◆ YOUR GOAL ◆
Rewrite the entries from the line containing "trace: rough stone masonry" through the line containing "Trace every instance of the rough", changing "rough stone masonry" to "cobblestone paving" and leaving everything else as it is.

◆ STORED RECORDS ◆

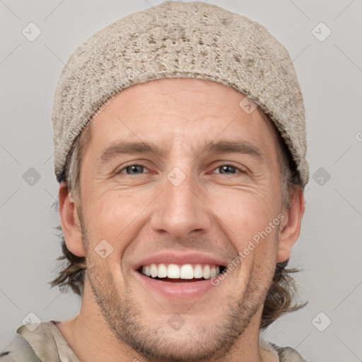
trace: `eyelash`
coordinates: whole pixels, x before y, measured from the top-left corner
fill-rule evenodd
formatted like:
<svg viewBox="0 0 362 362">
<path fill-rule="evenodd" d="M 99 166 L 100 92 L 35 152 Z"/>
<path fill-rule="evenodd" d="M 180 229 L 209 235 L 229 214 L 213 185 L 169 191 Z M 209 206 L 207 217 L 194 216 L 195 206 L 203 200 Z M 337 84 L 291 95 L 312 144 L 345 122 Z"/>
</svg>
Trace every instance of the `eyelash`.
<svg viewBox="0 0 362 362">
<path fill-rule="evenodd" d="M 123 173 L 122 171 L 123 171 L 124 170 L 125 170 L 126 168 L 129 168 L 129 167 L 131 167 L 131 166 L 141 166 L 141 167 L 143 167 L 144 168 L 147 168 L 146 166 L 145 166 L 144 165 L 142 165 L 141 163 L 132 163 L 131 165 L 127 165 L 127 166 L 124 166 L 122 169 L 119 170 L 119 171 L 118 171 L 116 174 L 117 175 L 119 175 L 119 174 L 122 174 L 122 175 L 127 175 L 127 173 Z M 221 163 L 221 165 L 218 165 L 217 167 L 216 167 L 214 170 L 216 170 L 218 168 L 220 168 L 223 166 L 231 166 L 232 168 L 238 170 L 238 171 L 240 171 L 240 173 L 245 173 L 245 170 L 239 168 L 239 167 L 237 167 L 237 166 L 235 166 L 234 165 L 231 164 L 231 163 Z M 148 168 L 147 168 L 148 169 Z M 222 173 L 219 173 L 219 175 L 223 175 Z M 230 174 L 230 175 L 235 175 L 235 174 Z M 128 175 L 129 176 L 134 176 L 134 175 Z M 134 175 L 134 176 L 136 176 L 137 175 Z"/>
</svg>

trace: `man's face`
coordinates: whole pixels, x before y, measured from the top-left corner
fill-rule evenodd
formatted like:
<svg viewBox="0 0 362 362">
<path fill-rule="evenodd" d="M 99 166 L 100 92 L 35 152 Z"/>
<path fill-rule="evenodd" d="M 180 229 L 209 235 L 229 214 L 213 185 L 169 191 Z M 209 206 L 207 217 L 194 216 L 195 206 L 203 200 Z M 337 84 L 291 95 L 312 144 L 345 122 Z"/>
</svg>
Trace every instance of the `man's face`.
<svg viewBox="0 0 362 362">
<path fill-rule="evenodd" d="M 117 337 L 150 360 L 216 356 L 259 322 L 279 233 L 267 226 L 283 205 L 275 131 L 257 109 L 240 107 L 243 98 L 214 82 L 153 81 L 118 94 L 89 126 L 81 171 L 86 287 Z M 108 152 L 100 163 L 111 144 L 124 142 L 162 152 Z M 228 151 L 226 142 L 243 147 Z M 233 261 L 216 286 L 142 274 L 151 264 L 161 274 L 191 264 L 185 276 L 199 276 L 201 267 L 207 278 L 209 267 Z"/>
</svg>

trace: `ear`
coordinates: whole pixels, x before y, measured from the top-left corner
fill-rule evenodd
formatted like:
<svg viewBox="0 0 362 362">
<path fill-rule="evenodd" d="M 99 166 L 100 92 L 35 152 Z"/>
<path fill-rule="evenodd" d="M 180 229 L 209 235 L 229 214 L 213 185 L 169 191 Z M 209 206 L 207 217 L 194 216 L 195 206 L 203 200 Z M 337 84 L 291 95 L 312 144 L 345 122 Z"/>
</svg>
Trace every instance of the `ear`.
<svg viewBox="0 0 362 362">
<path fill-rule="evenodd" d="M 291 256 L 291 248 L 300 233 L 300 223 L 305 210 L 305 200 L 301 187 L 291 191 L 290 208 L 284 206 L 284 218 L 281 223 L 277 262 L 284 262 Z"/>
<path fill-rule="evenodd" d="M 81 223 L 76 205 L 65 182 L 62 182 L 59 185 L 59 201 L 62 231 L 64 235 L 66 247 L 74 255 L 84 257 Z"/>
</svg>

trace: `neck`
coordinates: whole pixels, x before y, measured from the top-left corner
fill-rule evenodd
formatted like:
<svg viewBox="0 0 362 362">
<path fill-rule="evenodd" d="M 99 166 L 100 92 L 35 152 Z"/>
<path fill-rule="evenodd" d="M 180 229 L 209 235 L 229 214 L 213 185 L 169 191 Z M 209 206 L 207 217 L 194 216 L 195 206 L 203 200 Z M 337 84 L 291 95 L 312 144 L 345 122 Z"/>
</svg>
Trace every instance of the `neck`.
<svg viewBox="0 0 362 362">
<path fill-rule="evenodd" d="M 79 314 L 71 320 L 57 324 L 80 362 L 149 362 L 116 338 L 104 320 L 87 281 L 84 286 Z M 261 305 L 254 315 L 247 327 L 236 339 L 230 350 L 222 356 L 209 359 L 207 362 L 277 362 L 279 358 L 272 352 L 262 349 L 259 345 L 259 324 L 262 307 Z"/>
</svg>

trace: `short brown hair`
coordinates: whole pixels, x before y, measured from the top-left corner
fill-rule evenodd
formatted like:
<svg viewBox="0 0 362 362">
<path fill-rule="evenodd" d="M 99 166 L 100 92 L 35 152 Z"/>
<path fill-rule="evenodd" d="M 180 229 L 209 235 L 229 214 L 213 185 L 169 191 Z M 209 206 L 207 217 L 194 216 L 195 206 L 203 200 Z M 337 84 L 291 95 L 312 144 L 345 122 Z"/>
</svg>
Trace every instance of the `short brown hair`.
<svg viewBox="0 0 362 362">
<path fill-rule="evenodd" d="M 261 113 L 262 115 L 265 115 L 263 112 Z M 274 126 L 274 124 L 271 123 Z M 276 130 L 275 127 L 274 129 Z M 276 131 L 276 134 L 279 145 L 279 163 L 283 199 L 286 206 L 289 208 L 290 192 L 293 189 L 300 187 L 303 189 L 303 187 L 289 149 L 278 131 Z M 68 154 L 65 170 L 60 181 L 68 184 L 69 191 L 71 190 L 81 208 L 79 182 L 81 165 L 82 156 L 90 137 L 91 124 L 86 127 L 75 141 Z M 57 228 L 62 230 L 61 226 L 58 226 Z M 66 247 L 64 236 L 62 235 L 60 238 L 62 239 L 63 255 L 57 259 L 66 261 L 66 264 L 50 284 L 52 287 L 58 286 L 60 290 L 64 292 L 66 291 L 68 288 L 70 287 L 74 293 L 81 296 L 86 269 L 86 258 L 78 257 L 71 252 Z M 308 304 L 308 302 L 300 305 L 293 304 L 294 299 L 298 298 L 298 295 L 294 279 L 291 274 L 300 272 L 300 270 L 295 268 L 287 269 L 286 266 L 288 262 L 289 259 L 276 263 L 272 283 L 264 303 L 260 325 L 261 329 L 266 329 L 281 315 L 295 312 Z"/>
</svg>

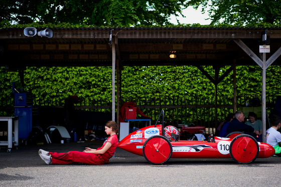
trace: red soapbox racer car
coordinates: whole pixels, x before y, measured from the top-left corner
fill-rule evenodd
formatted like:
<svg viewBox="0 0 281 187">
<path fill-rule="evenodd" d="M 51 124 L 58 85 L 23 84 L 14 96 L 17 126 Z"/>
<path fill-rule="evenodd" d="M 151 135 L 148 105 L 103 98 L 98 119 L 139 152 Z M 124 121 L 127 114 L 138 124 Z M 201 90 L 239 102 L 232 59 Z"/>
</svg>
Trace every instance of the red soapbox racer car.
<svg viewBox="0 0 281 187">
<path fill-rule="evenodd" d="M 247 164 L 257 158 L 272 156 L 275 150 L 270 145 L 257 142 L 245 134 L 233 134 L 229 138 L 214 136 L 207 141 L 170 142 L 162 136 L 162 125 L 151 126 L 136 130 L 122 140 L 118 147 L 144 156 L 150 163 L 161 164 L 170 158 L 229 158 Z"/>
</svg>

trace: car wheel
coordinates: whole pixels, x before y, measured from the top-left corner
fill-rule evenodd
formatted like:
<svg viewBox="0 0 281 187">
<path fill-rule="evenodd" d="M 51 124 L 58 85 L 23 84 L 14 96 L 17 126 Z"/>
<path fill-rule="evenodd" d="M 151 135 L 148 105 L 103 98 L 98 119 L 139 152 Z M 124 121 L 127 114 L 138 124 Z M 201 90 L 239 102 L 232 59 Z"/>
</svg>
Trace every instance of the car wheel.
<svg viewBox="0 0 281 187">
<path fill-rule="evenodd" d="M 230 143 L 229 154 L 238 163 L 249 164 L 254 161 L 259 152 L 259 146 L 257 142 L 250 135 L 238 135 Z"/>
<path fill-rule="evenodd" d="M 144 156 L 149 162 L 162 164 L 172 156 L 173 148 L 170 141 L 165 137 L 157 135 L 147 140 L 143 147 Z"/>
</svg>

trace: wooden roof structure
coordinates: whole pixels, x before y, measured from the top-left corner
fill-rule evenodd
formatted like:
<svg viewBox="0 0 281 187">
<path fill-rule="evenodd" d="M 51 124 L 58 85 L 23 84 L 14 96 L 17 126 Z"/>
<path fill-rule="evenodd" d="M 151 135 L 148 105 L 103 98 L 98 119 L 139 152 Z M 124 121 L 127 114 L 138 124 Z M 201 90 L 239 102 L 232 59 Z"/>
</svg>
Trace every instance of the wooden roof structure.
<svg viewBox="0 0 281 187">
<path fill-rule="evenodd" d="M 1 65 L 111 66 L 110 32 L 122 66 L 223 66 L 233 64 L 234 59 L 237 65 L 255 65 L 234 40 L 241 40 L 257 54 L 265 30 L 271 51 L 281 42 L 280 28 L 53 28 L 52 38 L 27 37 L 24 28 L 0 30 Z M 172 52 L 176 58 L 169 58 Z M 281 59 L 274 63 L 280 64 Z"/>
<path fill-rule="evenodd" d="M 37 30 L 45 28 L 37 28 Z M 281 64 L 281 28 L 49 28 L 53 32 L 51 38 L 26 36 L 24 28 L 1 29 L 0 66 L 12 70 L 27 66 L 112 66 L 114 120 L 115 68 L 118 104 L 122 66 L 195 66 L 215 84 L 216 94 L 217 84 L 231 71 L 235 75 L 236 66 L 257 64 L 263 70 L 262 113 L 265 132 L 265 70 L 271 64 Z M 270 36 L 270 53 L 267 58 L 265 53 L 259 52 L 265 30 Z M 177 58 L 171 58 L 171 53 Z M 220 78 L 218 70 L 215 71 L 217 74 L 214 78 L 202 66 L 212 66 L 217 70 L 225 66 L 231 68 Z M 117 106 L 117 116 L 119 108 Z"/>
</svg>

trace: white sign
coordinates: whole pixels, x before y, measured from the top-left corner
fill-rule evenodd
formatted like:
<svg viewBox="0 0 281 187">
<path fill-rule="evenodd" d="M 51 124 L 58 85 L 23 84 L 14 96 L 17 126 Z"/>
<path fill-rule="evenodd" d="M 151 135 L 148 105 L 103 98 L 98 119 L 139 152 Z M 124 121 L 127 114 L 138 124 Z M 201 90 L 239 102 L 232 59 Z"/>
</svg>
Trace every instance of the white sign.
<svg viewBox="0 0 281 187">
<path fill-rule="evenodd" d="M 220 141 L 218 143 L 218 150 L 222 154 L 229 154 L 229 146 L 230 142 Z"/>
<path fill-rule="evenodd" d="M 259 46 L 259 52 L 270 52 L 270 46 Z"/>
</svg>

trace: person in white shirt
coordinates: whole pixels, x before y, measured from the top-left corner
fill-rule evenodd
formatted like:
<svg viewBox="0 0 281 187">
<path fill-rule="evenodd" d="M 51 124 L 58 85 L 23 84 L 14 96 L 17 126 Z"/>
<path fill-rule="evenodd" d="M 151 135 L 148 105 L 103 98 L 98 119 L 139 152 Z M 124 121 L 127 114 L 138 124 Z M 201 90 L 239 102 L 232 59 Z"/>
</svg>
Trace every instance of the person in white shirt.
<svg viewBox="0 0 281 187">
<path fill-rule="evenodd" d="M 266 143 L 273 147 L 275 156 L 281 156 L 281 134 L 277 131 L 281 126 L 281 119 L 273 114 L 270 118 L 271 127 L 266 130 Z"/>
</svg>

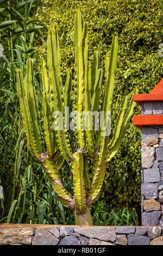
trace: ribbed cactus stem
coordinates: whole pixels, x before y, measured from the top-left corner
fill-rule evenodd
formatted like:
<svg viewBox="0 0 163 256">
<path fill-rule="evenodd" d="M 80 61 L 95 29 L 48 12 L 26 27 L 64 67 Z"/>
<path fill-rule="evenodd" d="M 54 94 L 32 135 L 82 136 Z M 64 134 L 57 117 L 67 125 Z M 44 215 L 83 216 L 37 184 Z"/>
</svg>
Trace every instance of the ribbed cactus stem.
<svg viewBox="0 0 163 256">
<path fill-rule="evenodd" d="M 30 151 L 45 167 L 59 199 L 64 206 L 73 211 L 76 224 L 81 225 L 92 225 L 90 208 L 99 197 L 107 161 L 120 148 L 135 106 L 131 97 L 127 110 L 128 97 L 123 98 L 110 138 L 117 38 L 113 38 L 110 57 L 105 59 L 105 84 L 103 102 L 100 104 L 103 72 L 99 68 L 97 51 L 94 53 L 92 65 L 87 60 L 87 24 L 77 10 L 74 17 L 74 80 L 71 70 L 68 70 L 63 84 L 58 27 L 55 23 L 51 26 L 47 39 L 47 66 L 46 61 L 41 61 L 42 111 L 37 102 L 32 60 L 27 60 L 24 78 L 21 70 L 17 71 L 17 95 Z M 137 93 L 137 90 L 134 90 L 134 93 Z M 70 129 L 69 117 L 71 121 L 73 117 L 66 115 L 67 109 L 71 112 L 75 110 L 78 114 L 76 124 L 76 128 L 79 129 L 77 131 Z M 93 114 L 95 113 L 98 117 L 100 111 L 103 113 L 104 125 L 100 126 L 97 131 L 98 121 L 95 117 L 93 118 Z M 40 112 L 43 115 L 44 136 L 40 128 Z M 60 115 L 62 117 L 62 127 L 59 126 Z M 107 122 L 110 125 L 108 131 Z M 44 147 L 46 147 L 46 152 Z M 59 173 L 60 168 L 66 167 L 67 163 L 71 166 L 73 175 L 73 195 L 64 188 Z M 90 166 L 91 163 L 93 168 Z"/>
</svg>

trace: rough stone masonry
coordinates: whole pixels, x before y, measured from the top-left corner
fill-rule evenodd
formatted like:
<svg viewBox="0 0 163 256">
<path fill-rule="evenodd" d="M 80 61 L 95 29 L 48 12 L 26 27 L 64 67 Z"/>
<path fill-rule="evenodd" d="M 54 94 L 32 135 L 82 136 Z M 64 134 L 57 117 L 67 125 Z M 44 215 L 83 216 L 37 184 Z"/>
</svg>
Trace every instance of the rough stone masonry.
<svg viewBox="0 0 163 256">
<path fill-rule="evenodd" d="M 2 245 L 163 245 L 162 227 L 0 224 Z"/>
<path fill-rule="evenodd" d="M 163 102 L 144 102 L 142 115 L 160 115 Z M 163 126 L 142 126 L 142 225 L 163 225 Z"/>
</svg>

◆ EXERCISE RESULT ◆
trace: cobblestone paving
coordinates: whole pixels, x before y, measured from the top-left corner
fill-rule evenodd
formatted like:
<svg viewBox="0 0 163 256">
<path fill-rule="evenodd" d="M 80 61 L 95 29 L 48 12 L 26 27 L 64 67 Z"/>
<path fill-rule="evenodd" d="M 54 94 L 32 135 L 82 136 Z M 64 134 L 57 117 L 67 125 Z M 44 215 L 83 216 L 37 184 Z"/>
</svg>
Trace every instance of the cobblestone paving.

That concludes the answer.